→ **Source extract**
*** Begin section ***

ArtCrush: David Lock

A collage of men and masculinity.

ArtCrush: David Lock

We caught up with artist David Lock for a behind-the-scenes look at his collage creations.

How did you discover and start to explore your passion for art and painting?

It's always been there, since I was a child - I loved drawing my favourite pop stars and stuff.

I had an accident when I was 19, so I decided to go back to college and further my education. That's when I started to take art seriously.

I moved to London to do an MA in Fine Art at Goldsmiths in London in 2001 and I've been painting pretty much non stop since then. 

Why is collage a medium that speaks to you?

I really like the reconstructive aspect of collage. It can give you control and ownership of a found image in a different way.

I love fashion magazines, but I originally treated them reverentially, so to tear them up was - for me - quite a liberating and destructive thing to do.

Collage can have many aspects, but one thing I think it can excel at is the way it evokes the uncanny. Just by putting together two unrelated images to create a third new thing, a hybrid, in that way it can be very playful. 

Your work often centres the male body and is imbued with sexuality - was it a conscious decision to bring together your sexuality and your art or was that something that just evolved over time?

Yes, it evolved over time. With my love of fashion and men's style magazines, I've always been more drawn to mass media imagery than, say working from a life model in the studio.

As an artist I'm really interested in the notion of difference. I like mixing together the different male bodies I find in magazines or off the internet - there's the playful aspect to it but it also points to that idea of difference and otherness.

It's a cliche in gay culture that the idealised perfect body is highly prized, so by creating a different body a 'misfit', it asks questions about the bodies we inhabit.

To then work up my collages in paint, it's about making a painting which looks 'good' in another sense. 

How can people best view or purchase your work?

*** End section ***

→ **Task list**
• 1. For each statement about the David Lock interview, marked (a), (b) and (c), say yes or no to whether it agrees with the interview, and quote the exact words that decide it. (a) Lock did an MA in Fine Art at Goldsmiths in 2001. (b) Lock is more drawn to working from a life model in the studio than to mass media imagery. (c) Lock began taking art seriously as a child.
• 2. Swap "fashion magazines" for "comic books" and write out the stretch of the David Lock interview from "I had an accident" through "thing to do.".
• 3. Extend the interview with artist David Lock, continuing it from where it stops.

→ **Information supplied**
*** Begin section ***

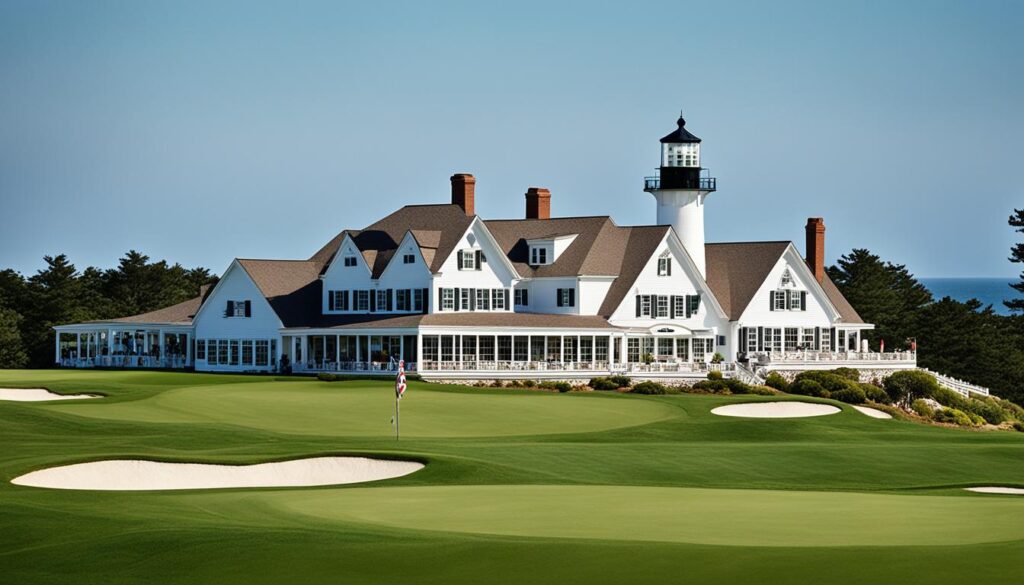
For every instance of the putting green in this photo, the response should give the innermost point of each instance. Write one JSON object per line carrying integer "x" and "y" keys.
{"x": 354, "y": 410}
{"x": 739, "y": 517}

*** End section ***

→ **Answers for the tasks**
• 1.
(a) Yes: "I moved to London to do an MA in Fine Art at Goldsmiths in London in 2001"
(b) No: "I've always been more drawn to mass media imagery than, say working from a life model in the studio."
(c) No: "I had an accident when I was 19, so I decided to go back to college and further my education. That's when I started to take art seriously."

• 2.
I had an accident when I was 19, so I decided to go back to college and further my education. That's when I started to take art seriously.

I moved to London to do an MA in Fine Art at Goldsmiths in London in 2001 and I've been painting pretty much non stop since then. 

Why is collage a medium that speaks to you?

I really like the reconstructive aspect of collage. It can give you control and ownership of a found image in a different way.

I love comic books, but I originally treated them reverentially, so to tear them up was - for me - quite a liberating and destructive thing to do.

• 3.
I have been fortunate to do a couple of commissions. As a collagist to do a commission it helps to have lots of images at my disposal. I was commissioned by Barrie Drewitt-Barlow to make a painting of his eldest adult twins Saffron and Aspen. They are renowned as being Britain's first surrogate babies born to a same sex couple. This was a lot of fun as I just collaged loads of their instagram into a double portrait of them. It was a private commission but I then had the opportunity last year to show the portrait as a centrepiece to a solo show I had at Firstsite, Colchester. I made the painting in 2019, so it was great to have the opportunity to share it with the public.

Barrie was very generous and we collaborated on several more paintings for his collection.

I have a website where I can be contacted at David-Lock.com and I'm also on instagram @mrdavidlock

What do you hope that people feel when they're looking at the work you've created?

In a way, I'm a multimedia artist as I show large wall-based collages alongside my Misfit paintings. I also paint direct singular paintings of men which I call my 'Other' series, so in my recent exhibitions there's a lot of different works that also play around with scale. With that, there's a lot going on to unpack.

I hope viewers find the work thought-provoking and it asks them questions about men and masculinities.

Times are really uneasy and there's a lot of emphasis on social media influence and toxic masculinity amongst young men. For me however, I'm much more interested in seeing men's vulnerabilities in a positive open way, and expressing and allowing for that. I hope that comes through in the work.